### TASK BRIEF
Look through the entries below, please, and copy every line with the word "grass".

Point localization data:
+ + + + +

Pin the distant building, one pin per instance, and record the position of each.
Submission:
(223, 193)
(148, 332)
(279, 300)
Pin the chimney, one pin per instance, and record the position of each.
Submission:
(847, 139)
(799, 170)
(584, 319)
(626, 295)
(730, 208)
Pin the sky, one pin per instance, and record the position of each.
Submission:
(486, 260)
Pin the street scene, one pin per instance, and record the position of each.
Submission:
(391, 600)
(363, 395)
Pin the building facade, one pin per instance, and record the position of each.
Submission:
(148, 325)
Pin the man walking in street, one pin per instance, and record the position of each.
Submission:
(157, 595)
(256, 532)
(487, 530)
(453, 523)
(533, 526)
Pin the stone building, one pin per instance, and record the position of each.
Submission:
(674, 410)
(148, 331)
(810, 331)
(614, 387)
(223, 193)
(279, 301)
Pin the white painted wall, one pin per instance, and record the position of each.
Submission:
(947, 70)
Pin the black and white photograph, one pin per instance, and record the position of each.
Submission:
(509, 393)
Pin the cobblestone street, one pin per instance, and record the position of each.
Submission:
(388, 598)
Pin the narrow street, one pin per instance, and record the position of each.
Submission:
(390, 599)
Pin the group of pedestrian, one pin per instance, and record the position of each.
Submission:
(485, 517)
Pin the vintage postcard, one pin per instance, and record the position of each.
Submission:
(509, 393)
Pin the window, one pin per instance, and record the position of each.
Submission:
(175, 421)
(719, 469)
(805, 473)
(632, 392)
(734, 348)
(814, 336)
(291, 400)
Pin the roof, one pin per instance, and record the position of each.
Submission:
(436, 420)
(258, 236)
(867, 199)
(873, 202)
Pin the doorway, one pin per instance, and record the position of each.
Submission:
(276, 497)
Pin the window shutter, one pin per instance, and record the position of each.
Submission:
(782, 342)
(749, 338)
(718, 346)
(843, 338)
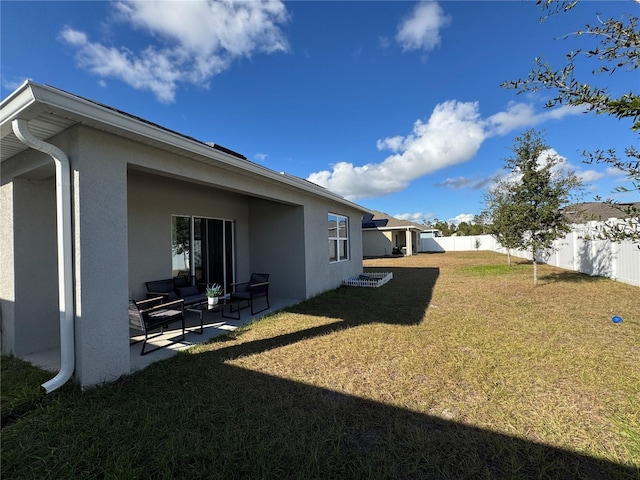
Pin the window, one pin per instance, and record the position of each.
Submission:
(338, 238)
(180, 245)
(203, 249)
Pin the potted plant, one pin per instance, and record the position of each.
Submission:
(213, 292)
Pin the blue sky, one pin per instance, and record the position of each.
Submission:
(394, 105)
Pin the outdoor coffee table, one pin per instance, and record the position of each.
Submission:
(203, 307)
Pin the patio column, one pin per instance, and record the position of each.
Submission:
(408, 242)
(101, 258)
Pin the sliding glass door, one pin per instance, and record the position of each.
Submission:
(209, 253)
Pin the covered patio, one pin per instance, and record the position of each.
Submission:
(214, 326)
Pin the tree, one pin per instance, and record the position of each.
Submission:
(526, 208)
(616, 51)
(500, 212)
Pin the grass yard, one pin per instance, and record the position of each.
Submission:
(457, 368)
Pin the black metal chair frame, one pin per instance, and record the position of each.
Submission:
(157, 315)
(256, 287)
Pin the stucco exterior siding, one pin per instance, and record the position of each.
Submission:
(100, 257)
(29, 284)
(276, 235)
(376, 243)
(321, 274)
(129, 177)
(153, 199)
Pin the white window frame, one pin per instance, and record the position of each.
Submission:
(336, 238)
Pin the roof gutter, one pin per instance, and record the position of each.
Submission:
(65, 259)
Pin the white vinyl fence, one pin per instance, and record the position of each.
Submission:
(618, 261)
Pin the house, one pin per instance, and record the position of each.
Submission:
(579, 213)
(386, 235)
(94, 202)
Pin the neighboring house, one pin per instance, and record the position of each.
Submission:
(128, 201)
(580, 213)
(386, 235)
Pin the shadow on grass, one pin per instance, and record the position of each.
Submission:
(571, 277)
(197, 416)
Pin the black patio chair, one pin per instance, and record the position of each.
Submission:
(154, 315)
(257, 287)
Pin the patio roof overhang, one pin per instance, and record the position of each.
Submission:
(50, 111)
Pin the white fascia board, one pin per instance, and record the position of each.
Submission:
(399, 228)
(96, 115)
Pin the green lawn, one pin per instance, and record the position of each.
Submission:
(457, 368)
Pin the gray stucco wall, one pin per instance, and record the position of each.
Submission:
(277, 247)
(153, 199)
(321, 274)
(28, 288)
(122, 207)
(376, 243)
(100, 256)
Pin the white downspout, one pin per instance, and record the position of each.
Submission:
(65, 259)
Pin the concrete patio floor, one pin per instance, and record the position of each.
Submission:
(214, 326)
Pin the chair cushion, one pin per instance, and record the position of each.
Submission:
(171, 296)
(163, 286)
(188, 291)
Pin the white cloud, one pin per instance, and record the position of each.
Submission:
(421, 30)
(590, 176)
(417, 217)
(452, 135)
(477, 183)
(616, 172)
(523, 115)
(196, 41)
(463, 217)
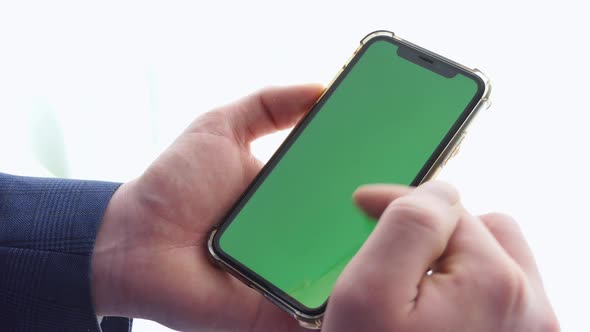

+ + + + +

### EXPECTED OUTPUT
Pin the grass yard, one pin per instance, and record the position of each.
Pin the shadow on grass, one pin per instance, and record the position of each.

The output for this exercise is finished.